Kıbrıs'ta Yunan Darbesi

CANBULAT

-Otağ Hanı-
Katılım
21 Mar 2008
Mesajlar
4,111
Tepkime puanı
0
Puanları
36
Konum
Tanrı Dağları Yaylağım, Orhun Nehri Sulağım
Kıbrıs'ta Yunan Darbesi


1967 tarihinde Türkiye'nin baskısı sonunda Kıbrıs'tan ayrılmak zorunda kalan Grivas 1971 Ekimi'nde tekrar Ada'ya döndü. Grivas'ın hedefi, kendisine göre ENOSİS önündeki en büyük engel olan Makarios'tu.
Gerçekten de politikasında çok büyük değişiklikler yapan Makarios, ENOSİS'in tek başına Rumlar veya Yunanlılar tarafından gerçekleştirilemeyeceğini, Türkiye'nin bu konuda en büyük engeli oluşturduğunu görmüştü. O'na göre konu uluslar arası platformda destek sağlamakla halledilebilirdi. Diğer yandan Kıbrıs Rumları'nın seçimle işbaşına getirdikleri bir Cumhurbaşkanı idi. ENOSİS'le Yunanistan'ın Kıbrıs'ta bir valisi durumuna düşmek istemiyordu(1).

Adaya dönen Grivas, EOKA terör örgütünü yeni baştan organize etmeye başladı. Böylece yeni teşkilat EOKA-B adıyla sahneye çıktı(2). O zamanlara kadar Makarios yanlısı bir tutum izleyen Nikos Sampson da, Grivas'ın örgütünü desteklemeye başladı(3).
Diğer yandan Kilise içindeki Grivas yanlısı Sinod üyelerinin çalışmaları da, Makarios yanlısı Fileleftheros gazetesinin 17 Mart 1973'te yaptığı açıklama ile kamu oyuna duyurulmuştu. Bunun üzerine New York Times'e bir demeç veren Kitum Piskoposu Anthimos, Makarios'u "dini yetkileri gasp etmiş bir kişi" olarak suçladı (17 Nisan 1973). Bunun üzerine, Grivas'la işbirliği yapan Sinad üyesi üç piskopos Kilise'den ihraç edildiler(4).

===============

Yapılacaklar
**A.** Kıbrıs'taki Yunan darbesini anlatan alıntıya göre şu ifadeler doğru mu: (i) Grivas 1971 Ekimi'nde Ada'ya geri döndü; (ii) Nikos Sampson, Grivas'ın örgütünü en başından beri destekliyordu; (iii) Anthimos demecini New York Times'a verdi? Her biri için evet ya da hayır deyin ve alıntıdaki belirleyici sözleri olduğu gibi aktarın.
**B.** Kıbrıs'taki Yunan darbesini anlatan alıntının devamını yazın.
Satırlara bu iş için ihtiyaç yok.

===============

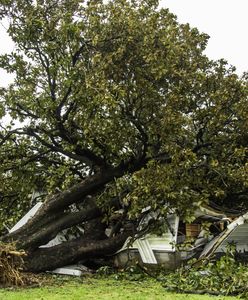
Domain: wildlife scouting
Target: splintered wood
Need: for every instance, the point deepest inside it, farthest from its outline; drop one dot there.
(11, 263)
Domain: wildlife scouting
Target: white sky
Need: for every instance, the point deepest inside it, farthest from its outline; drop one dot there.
(226, 22)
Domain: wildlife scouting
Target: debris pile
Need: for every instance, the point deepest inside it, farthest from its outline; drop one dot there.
(11, 263)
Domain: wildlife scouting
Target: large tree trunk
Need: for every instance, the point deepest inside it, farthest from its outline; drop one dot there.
(56, 214)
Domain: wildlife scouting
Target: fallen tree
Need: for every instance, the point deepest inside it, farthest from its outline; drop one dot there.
(122, 111)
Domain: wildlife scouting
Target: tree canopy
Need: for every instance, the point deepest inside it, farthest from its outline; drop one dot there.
(116, 101)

===============

Görevlerin Cevapları
**A.**
(i) Evet: "1971 Ekimi'nde tekrar Ada'ya döndü"
(ii) Hayır: "O zamanlara kadar Makarios yanlısı bir tutum izleyen Nikos Sampson da, Grivas'ın örgütünü desteklemeye başladı"
(iii) Evet: "New York Times'e bir demeç veren Kitum Piskoposu Anthimos"

**B.**
1972'de Makarios'la Grivas arasında mektuplaşma olmuş, daha sonra iki lider arasında bir görüşme sağlanmış, ancak görüşmede bir anlaşmaya varılamamıştı.
Makarios ile Grivas arasındaki görüşmelerin olumlu sonuç vermemesi üzerine EOKA-B terör eylemlerine başladı. Grivas, Kıbrıs Sinod'undan ihraç edilen üç piskoposun EOKA-B militanlarının himayesinde görevlerine devam edeceklerini ilan etti.
26 Temmuz 1973 gecesi harekete geçen Grivas'a bağlı EOKA-B militanları, Limasol polis merkezini yakıp, Makarios yanlısı polisleri de kaçırdılar(5). 27 Temmuz gecesi de Rum Ticaret Bakanı Kolokasidis'in evi ile Lefkoşe'de bir fabrika bombalandı. Bununla da yetinmeyen EOKA-B militanları, Rum Adalet Bakanı Vakis'i de kaçırdılar.
Bunun üzerine harekete geçen Makarios taraftarları, EOKA'cı olarak bilinen kişileri evlerinden toplanmaya, sorgusuz sualsiz hapse atmaya başladılar. Mücadelenin iyice kızıştığı bir sırada Grivas öldü. 27 Ocak 1974 günü Limasol'da saklı bulunduğu kuyumcu Makarios Hristodulis'in evinde ölen(6) Grivas'ın cenazesi 28 Ocak'ta aynı evin bahçesine gömüldü. 1 Şubat 1974'te Grivas'ın ölümü açıklandı.
Grivas'ın ölümünden sonra, EOKA-B'nin liderliğini, yardımcısı Georgios Karusos üstlendi. Erenköy çarpışmalarına katılan Karusos, 1971 yılında Grivas'la birlikte gizlice Ada'ya çıkmıştı. Terör hareketleriyle ENOSİS mücadelesinin başarıya ulaşamayacağını ve "mücadelenin siyasi alana kaydırılmasını" savunan Karusos'a büyük bir tepki gösteren bir grup EOKA'cı karşı harekete geçtiler. Bunun üzerine Karusos, 16 Şubat 1974'te Yunanistan'a kaçmak zorunda kaldı(7).
EOKA-B içindeki iç mücadele Makarios'a istediği fırsatı vermişti. Makarios 25 Nisan 1974'te yayınladığı bir bildiri ile EOKA-B'yi kanun dışı bir örgüt olarak ilan etti.
26 Haziran 1974'te yapılan bir açıklamada EOKA-B'nin Yunanistan'dan verilen emirlerle yönetildiği ve Yunan Milli İstihbaratı ile ilişkisinin bulunduğu, bundan böyle Rum Milli Muhafız Ordusu'nun Kıbrıs Rum Yönetimi'ne bağlanacağı açıklandı.
Makarios, 2 Temmuz 1974'te Yunan Cumhurbaşkanı General Gizikis'e bir mektup gönderdi. Yunan cuntasının çalışmalarını teşhir etmek isteyen Makarios, mektubu basına da vermişti.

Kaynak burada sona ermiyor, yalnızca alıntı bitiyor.